(SET PROBLEM): Please set out every line of the data below as a numbered list, omitting blank lines and leaving out the pictures.

+ + + + +

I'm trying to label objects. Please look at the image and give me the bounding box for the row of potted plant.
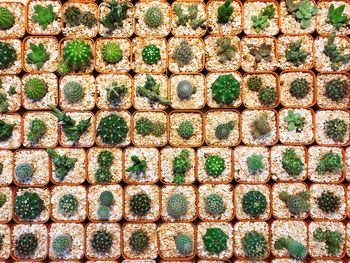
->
[0,0,350,37]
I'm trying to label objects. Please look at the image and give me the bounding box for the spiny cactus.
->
[242,231,268,259]
[14,192,45,221]
[15,163,34,183]
[130,192,151,216]
[97,113,129,145]
[274,236,307,259]
[175,234,194,256]
[278,191,310,215]
[317,191,341,213]
[129,230,149,253]
[0,41,17,70]
[242,190,267,218]
[211,74,241,105]
[101,41,123,64]
[203,227,229,254]
[0,6,15,30]
[58,194,79,217]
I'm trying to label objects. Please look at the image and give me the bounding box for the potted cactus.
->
[171,0,207,36]
[124,185,160,222]
[87,147,123,184]
[51,185,87,222]
[49,223,85,260]
[169,74,205,110]
[233,146,271,183]
[279,70,318,108]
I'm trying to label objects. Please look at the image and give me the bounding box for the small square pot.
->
[168,37,205,73]
[26,0,62,35]
[243,0,280,36]
[50,148,87,185]
[207,0,243,35]
[13,149,51,186]
[51,185,87,222]
[233,146,271,183]
[309,221,346,260]
[22,111,58,148]
[123,147,160,184]
[13,187,51,223]
[59,111,95,148]
[234,184,272,221]
[310,184,347,221]
[242,72,280,109]
[271,220,308,258]
[132,37,168,73]
[241,36,278,73]
[134,1,171,37]
[241,110,278,145]
[11,224,48,261]
[95,110,131,147]
[85,223,121,260]
[272,183,310,220]
[270,145,308,182]
[279,70,317,108]
[308,146,344,183]
[124,185,160,222]
[161,185,197,222]
[95,38,131,73]
[169,110,204,147]
[317,73,350,109]
[197,184,234,222]
[22,73,58,110]
[22,36,58,73]
[197,147,233,184]
[278,108,315,145]
[169,73,205,110]
[197,222,234,262]
[133,74,169,110]
[88,185,124,222]
[49,223,85,260]
[87,147,123,184]
[122,223,159,262]
[61,0,98,37]
[234,222,271,260]
[157,223,197,260]
[205,72,242,108]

+ + + + +

(SOLUTION TO THIS TASK):
1. I'm trying to label objects. Please look at the image and give me the bounding box for the row of potted plant.
2. ->
3. [0,0,350,37]
4. I'm trying to label objects. Please look at the image and give me the bounding box for the spiny cactus.
5. ->
6. [242,231,268,259]
7. [14,192,45,221]
8. [15,163,34,183]
9. [130,192,151,216]
10. [97,113,129,145]
11. [274,236,307,259]
12. [175,234,194,256]
13. [278,191,310,215]
14. [317,191,341,213]
15. [129,230,149,253]
16. [0,41,17,70]
17. [242,190,267,218]
18. [211,74,241,105]
19. [101,41,123,64]
20. [203,227,229,254]
21. [0,6,15,30]
22. [58,194,79,217]
23. I'm trying to label objects. Please look at the image and give me the bounding box for the potted cactus.
24. ->
25. [171,0,207,36]
26. [124,185,160,222]
27. [87,147,123,184]
28. [51,185,87,222]
29. [49,223,85,260]
30. [169,74,205,110]
31. [233,146,271,183]
32. [279,70,318,108]
33. I'm trying to label objects. Please look at the image and give me the bounding box for the small square pot.
34. ->
35. [168,37,205,73]
36. [26,0,62,35]
37. [243,0,280,36]
38. [50,148,87,185]
39. [207,0,243,35]
40. [13,149,51,186]
41. [51,185,87,222]
42. [233,146,271,183]
43. [309,221,346,260]
44. [22,111,58,148]
45. [123,147,160,184]
46. [13,187,51,223]
47. [59,111,95,148]
48. [234,184,272,221]
49. [310,184,347,221]
50. [242,72,280,109]
51. [271,220,308,258]
52. [132,37,168,73]
53. [241,36,278,73]
54. [134,1,171,37]
55. [241,110,278,145]
56. [11,224,48,261]
57. [95,110,131,147]
58. [85,223,121,260]
59. [272,183,310,220]
60. [270,145,308,182]
61. [279,70,317,108]
62. [308,146,344,183]
63. [124,185,160,222]
64. [161,185,197,222]
65. [95,38,131,73]
66. [169,110,204,147]
67. [317,73,350,109]
68. [197,184,234,222]
69. [22,73,58,110]
70. [22,36,58,73]
71. [197,147,233,184]
72. [278,108,315,145]
73. [169,73,205,110]
74. [197,222,234,262]
75. [133,74,169,110]
76. [88,185,124,222]
77. [49,223,85,260]
78. [87,147,123,184]
79. [122,223,159,262]
80. [61,0,98,37]
81. [234,222,271,260]
82. [157,223,197,260]
83. [205,72,242,108]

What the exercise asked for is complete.